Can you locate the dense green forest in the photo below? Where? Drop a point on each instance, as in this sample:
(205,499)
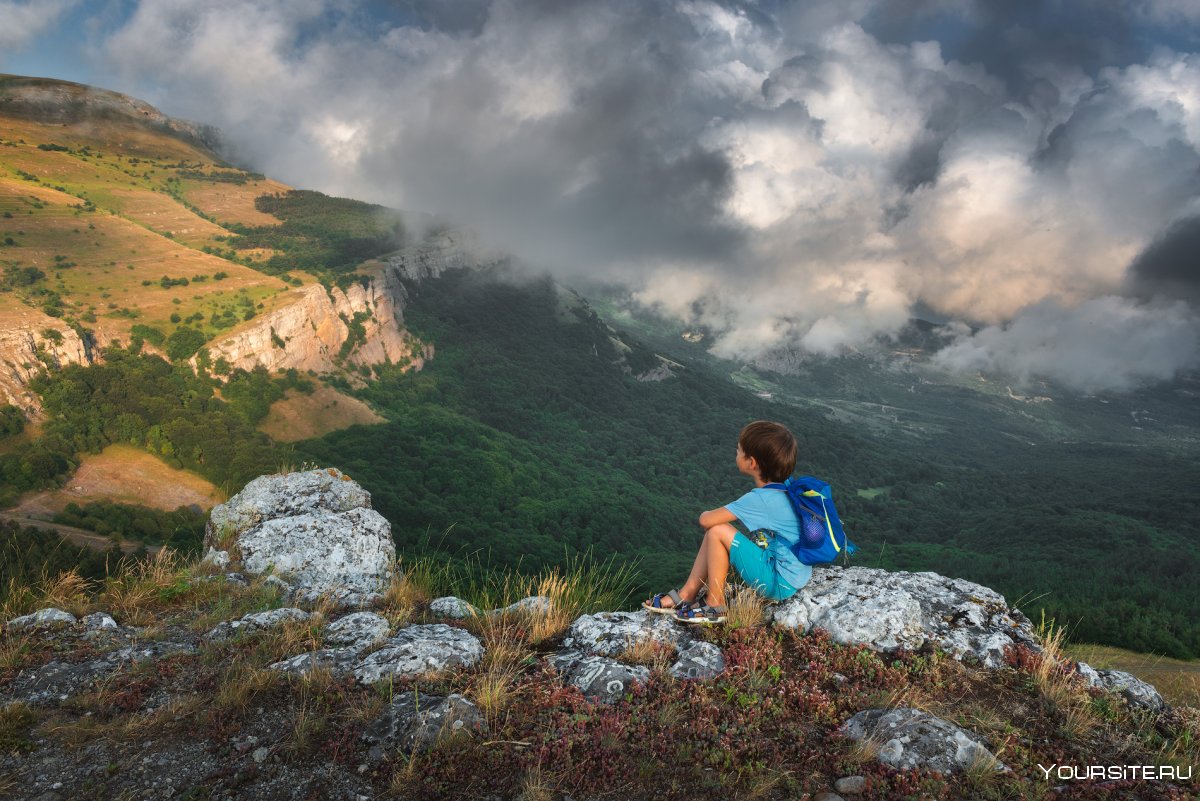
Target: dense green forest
(29,555)
(181,529)
(529,435)
(327,236)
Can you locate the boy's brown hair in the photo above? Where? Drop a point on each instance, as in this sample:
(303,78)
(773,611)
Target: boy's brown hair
(772,446)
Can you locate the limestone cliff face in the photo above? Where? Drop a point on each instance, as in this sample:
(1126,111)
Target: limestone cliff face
(310,332)
(27,345)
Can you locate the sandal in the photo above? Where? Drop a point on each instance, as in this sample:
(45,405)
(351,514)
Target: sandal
(655,603)
(703,614)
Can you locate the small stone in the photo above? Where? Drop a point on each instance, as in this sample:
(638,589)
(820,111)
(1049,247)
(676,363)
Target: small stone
(451,607)
(97,621)
(359,630)
(850,784)
(219,559)
(279,584)
(420,649)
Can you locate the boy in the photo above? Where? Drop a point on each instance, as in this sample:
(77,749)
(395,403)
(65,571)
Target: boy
(766,453)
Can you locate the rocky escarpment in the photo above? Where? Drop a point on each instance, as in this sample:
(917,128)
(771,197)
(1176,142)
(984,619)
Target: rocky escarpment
(324,330)
(29,343)
(69,103)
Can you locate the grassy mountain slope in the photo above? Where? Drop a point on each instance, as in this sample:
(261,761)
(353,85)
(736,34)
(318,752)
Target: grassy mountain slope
(529,438)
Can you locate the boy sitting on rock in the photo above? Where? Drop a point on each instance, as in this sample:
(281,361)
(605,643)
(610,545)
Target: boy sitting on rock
(766,453)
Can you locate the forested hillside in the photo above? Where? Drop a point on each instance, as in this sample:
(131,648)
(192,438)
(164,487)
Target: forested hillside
(545,427)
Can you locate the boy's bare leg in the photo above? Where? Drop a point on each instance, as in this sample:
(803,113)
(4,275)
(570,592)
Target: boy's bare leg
(699,572)
(717,546)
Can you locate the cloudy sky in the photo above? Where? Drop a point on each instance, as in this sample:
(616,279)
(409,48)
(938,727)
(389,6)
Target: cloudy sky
(789,174)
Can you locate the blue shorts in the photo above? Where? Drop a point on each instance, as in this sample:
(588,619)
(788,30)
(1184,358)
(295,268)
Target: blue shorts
(757,568)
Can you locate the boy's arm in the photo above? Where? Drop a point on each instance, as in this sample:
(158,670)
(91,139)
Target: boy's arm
(715,517)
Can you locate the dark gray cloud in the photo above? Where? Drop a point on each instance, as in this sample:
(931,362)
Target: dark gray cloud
(1170,265)
(785,173)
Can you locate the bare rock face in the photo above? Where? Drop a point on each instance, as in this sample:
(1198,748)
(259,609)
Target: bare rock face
(592,649)
(912,739)
(316,528)
(889,609)
(420,649)
(415,722)
(600,678)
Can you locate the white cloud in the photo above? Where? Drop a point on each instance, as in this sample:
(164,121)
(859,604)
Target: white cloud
(1105,343)
(21,22)
(784,179)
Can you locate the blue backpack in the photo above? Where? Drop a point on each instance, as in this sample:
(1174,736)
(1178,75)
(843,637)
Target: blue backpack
(822,538)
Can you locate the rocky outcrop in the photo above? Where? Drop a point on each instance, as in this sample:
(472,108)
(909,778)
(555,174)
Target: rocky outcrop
(413,723)
(910,738)
(889,609)
(1135,691)
(315,528)
(25,349)
(418,650)
(592,652)
(311,332)
(69,103)
(256,622)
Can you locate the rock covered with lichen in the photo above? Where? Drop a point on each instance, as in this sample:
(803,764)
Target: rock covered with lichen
(891,609)
(316,529)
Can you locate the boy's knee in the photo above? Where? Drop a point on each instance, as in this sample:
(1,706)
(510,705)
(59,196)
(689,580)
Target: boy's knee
(723,533)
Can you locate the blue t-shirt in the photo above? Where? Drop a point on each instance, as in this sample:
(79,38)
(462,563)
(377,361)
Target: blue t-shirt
(771,509)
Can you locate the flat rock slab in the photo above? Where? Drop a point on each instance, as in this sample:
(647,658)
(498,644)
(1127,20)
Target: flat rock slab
(339,661)
(451,607)
(360,630)
(601,679)
(256,622)
(700,661)
(420,649)
(1135,691)
(609,633)
(58,681)
(43,619)
(316,528)
(912,739)
(418,722)
(888,609)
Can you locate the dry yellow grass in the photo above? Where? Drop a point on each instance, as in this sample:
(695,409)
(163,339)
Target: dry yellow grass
(1177,680)
(233,203)
(747,609)
(163,215)
(124,474)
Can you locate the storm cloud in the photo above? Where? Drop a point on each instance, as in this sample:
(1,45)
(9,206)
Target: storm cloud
(22,20)
(785,174)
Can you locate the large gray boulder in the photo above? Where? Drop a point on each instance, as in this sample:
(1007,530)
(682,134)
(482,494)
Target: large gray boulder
(1135,691)
(888,609)
(418,722)
(911,738)
(600,678)
(609,633)
(316,528)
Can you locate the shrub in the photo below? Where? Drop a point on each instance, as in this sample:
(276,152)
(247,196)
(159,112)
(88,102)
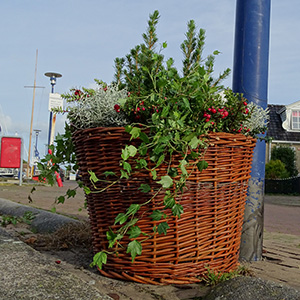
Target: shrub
(275,169)
(288,156)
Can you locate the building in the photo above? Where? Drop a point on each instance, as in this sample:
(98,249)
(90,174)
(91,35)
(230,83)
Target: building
(284,128)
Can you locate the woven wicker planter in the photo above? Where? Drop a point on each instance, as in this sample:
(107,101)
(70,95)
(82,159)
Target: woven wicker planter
(208,232)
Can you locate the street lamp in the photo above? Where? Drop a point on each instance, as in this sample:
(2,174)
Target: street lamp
(52,119)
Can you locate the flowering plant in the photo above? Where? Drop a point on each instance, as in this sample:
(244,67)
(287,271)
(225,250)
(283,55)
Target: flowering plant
(169,111)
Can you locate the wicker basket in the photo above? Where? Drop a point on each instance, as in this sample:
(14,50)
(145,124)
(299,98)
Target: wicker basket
(208,233)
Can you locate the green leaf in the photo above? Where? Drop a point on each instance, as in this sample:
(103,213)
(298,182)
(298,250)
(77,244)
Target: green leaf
(135,133)
(71,193)
(162,228)
(112,237)
(128,128)
(141,163)
(182,165)
(134,232)
(166,181)
(61,199)
(156,215)
(127,167)
(132,209)
(125,153)
(177,210)
(86,190)
(144,137)
(186,103)
(202,165)
(93,177)
(109,173)
(145,188)
(194,142)
(173,172)
(124,174)
(143,149)
(169,201)
(120,218)
(134,248)
(99,259)
(154,175)
(132,150)
(160,160)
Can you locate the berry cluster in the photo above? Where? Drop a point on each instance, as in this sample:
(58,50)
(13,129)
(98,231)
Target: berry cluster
(216,116)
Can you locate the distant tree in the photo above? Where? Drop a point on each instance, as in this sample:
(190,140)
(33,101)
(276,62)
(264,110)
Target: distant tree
(288,156)
(275,169)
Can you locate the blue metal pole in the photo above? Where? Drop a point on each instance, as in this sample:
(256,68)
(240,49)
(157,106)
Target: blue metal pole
(250,77)
(51,115)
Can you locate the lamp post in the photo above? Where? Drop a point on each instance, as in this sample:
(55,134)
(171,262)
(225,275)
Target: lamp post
(52,119)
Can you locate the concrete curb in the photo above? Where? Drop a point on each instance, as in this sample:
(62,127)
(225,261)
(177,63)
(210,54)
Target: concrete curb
(44,221)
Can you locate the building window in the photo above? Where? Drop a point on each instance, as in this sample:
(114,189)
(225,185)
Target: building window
(296,119)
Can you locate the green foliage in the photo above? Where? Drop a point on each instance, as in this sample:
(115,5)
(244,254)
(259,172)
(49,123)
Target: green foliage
(7,219)
(213,278)
(275,169)
(288,156)
(171,112)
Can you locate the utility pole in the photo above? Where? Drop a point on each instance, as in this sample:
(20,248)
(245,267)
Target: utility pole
(32,111)
(250,77)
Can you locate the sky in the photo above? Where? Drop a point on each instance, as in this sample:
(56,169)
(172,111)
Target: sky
(80,40)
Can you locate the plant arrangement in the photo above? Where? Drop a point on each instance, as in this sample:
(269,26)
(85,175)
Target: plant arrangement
(167,113)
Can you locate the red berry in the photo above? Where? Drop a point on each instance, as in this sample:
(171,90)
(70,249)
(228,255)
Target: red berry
(117,107)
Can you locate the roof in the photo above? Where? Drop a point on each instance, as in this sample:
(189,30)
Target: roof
(275,130)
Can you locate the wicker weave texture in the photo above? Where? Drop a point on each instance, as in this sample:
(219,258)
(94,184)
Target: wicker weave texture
(208,233)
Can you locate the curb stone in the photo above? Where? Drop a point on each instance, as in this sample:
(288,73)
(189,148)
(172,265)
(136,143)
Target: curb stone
(43,222)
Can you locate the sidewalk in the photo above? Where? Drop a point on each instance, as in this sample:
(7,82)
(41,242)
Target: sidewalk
(28,274)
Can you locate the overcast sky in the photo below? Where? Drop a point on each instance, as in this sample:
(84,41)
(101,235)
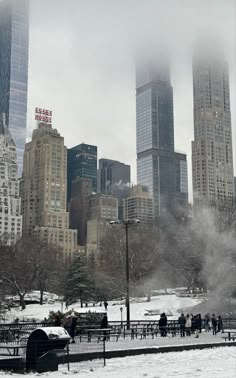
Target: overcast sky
(82,65)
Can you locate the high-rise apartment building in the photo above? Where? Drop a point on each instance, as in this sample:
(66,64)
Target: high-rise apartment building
(212,156)
(10,203)
(81,192)
(43,190)
(103,209)
(14,41)
(139,205)
(110,173)
(82,162)
(181,177)
(114,178)
(155,134)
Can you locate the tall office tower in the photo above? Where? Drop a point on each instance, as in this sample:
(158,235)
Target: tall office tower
(14,41)
(82,162)
(111,173)
(181,176)
(103,209)
(139,205)
(43,190)
(212,158)
(79,206)
(10,203)
(114,178)
(155,134)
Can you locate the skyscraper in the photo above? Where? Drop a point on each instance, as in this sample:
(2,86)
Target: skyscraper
(79,206)
(181,177)
(138,205)
(111,172)
(155,134)
(212,158)
(43,190)
(14,41)
(82,162)
(10,203)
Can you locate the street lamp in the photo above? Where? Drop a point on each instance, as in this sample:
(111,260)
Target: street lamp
(126,223)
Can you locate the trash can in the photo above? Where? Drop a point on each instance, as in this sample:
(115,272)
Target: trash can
(43,346)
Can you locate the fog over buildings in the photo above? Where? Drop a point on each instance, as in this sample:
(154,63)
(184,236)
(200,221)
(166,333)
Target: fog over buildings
(82,66)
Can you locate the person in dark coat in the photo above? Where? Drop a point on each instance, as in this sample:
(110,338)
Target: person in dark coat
(163,324)
(56,321)
(214,323)
(104,322)
(199,323)
(73,327)
(182,323)
(104,325)
(220,327)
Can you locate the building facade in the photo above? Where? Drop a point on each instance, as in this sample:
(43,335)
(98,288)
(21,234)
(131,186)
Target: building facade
(14,41)
(110,173)
(139,205)
(10,202)
(181,177)
(155,134)
(43,190)
(103,209)
(212,155)
(79,207)
(82,162)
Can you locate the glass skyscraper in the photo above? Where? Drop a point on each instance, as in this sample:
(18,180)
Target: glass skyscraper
(81,162)
(155,134)
(14,41)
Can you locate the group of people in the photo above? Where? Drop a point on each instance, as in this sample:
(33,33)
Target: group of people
(69,323)
(193,324)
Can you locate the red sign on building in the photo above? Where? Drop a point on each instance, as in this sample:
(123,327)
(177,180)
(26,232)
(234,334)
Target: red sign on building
(43,115)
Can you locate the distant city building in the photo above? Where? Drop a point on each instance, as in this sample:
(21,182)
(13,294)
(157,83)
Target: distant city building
(181,176)
(103,209)
(14,41)
(155,134)
(139,205)
(79,207)
(114,178)
(212,157)
(10,203)
(111,172)
(82,162)
(43,190)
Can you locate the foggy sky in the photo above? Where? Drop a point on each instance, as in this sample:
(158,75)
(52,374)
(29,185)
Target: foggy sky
(82,65)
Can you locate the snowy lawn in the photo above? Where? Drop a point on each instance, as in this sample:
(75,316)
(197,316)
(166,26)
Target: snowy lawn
(208,363)
(171,304)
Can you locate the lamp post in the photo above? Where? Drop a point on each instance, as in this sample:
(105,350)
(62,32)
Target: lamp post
(126,223)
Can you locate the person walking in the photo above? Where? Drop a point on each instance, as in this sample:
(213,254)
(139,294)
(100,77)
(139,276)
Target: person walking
(207,322)
(57,321)
(182,323)
(73,327)
(163,324)
(104,325)
(188,325)
(214,323)
(220,327)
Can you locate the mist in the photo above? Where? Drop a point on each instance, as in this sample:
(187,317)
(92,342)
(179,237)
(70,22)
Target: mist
(82,65)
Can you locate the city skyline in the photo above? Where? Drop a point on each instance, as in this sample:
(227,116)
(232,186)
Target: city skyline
(80,83)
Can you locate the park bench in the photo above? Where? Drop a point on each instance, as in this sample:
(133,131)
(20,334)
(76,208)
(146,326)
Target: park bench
(230,335)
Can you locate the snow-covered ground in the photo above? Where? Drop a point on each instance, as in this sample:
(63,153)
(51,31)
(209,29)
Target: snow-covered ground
(171,304)
(207,363)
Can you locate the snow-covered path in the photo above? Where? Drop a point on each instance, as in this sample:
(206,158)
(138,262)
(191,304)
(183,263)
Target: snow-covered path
(208,363)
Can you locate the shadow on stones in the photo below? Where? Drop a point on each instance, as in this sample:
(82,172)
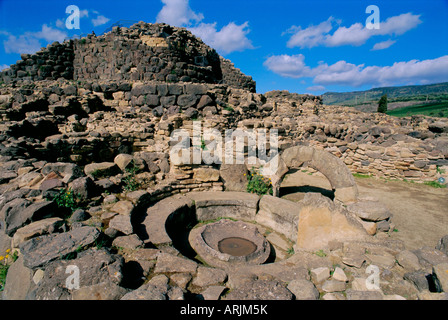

- _Objective_
Please list each line of the material above that contains the string "bare", treating uppercase and lowercase as different.

- _Full output_
Can you locate the boy's bare leg in the photo above? Where? Drop a point on each instance, as in this sample:
Target: boy's bare leg
Can you locate the bare rock face in the photo above? Where? Drop a point on each instance, as in this sample:
Target: bare rock face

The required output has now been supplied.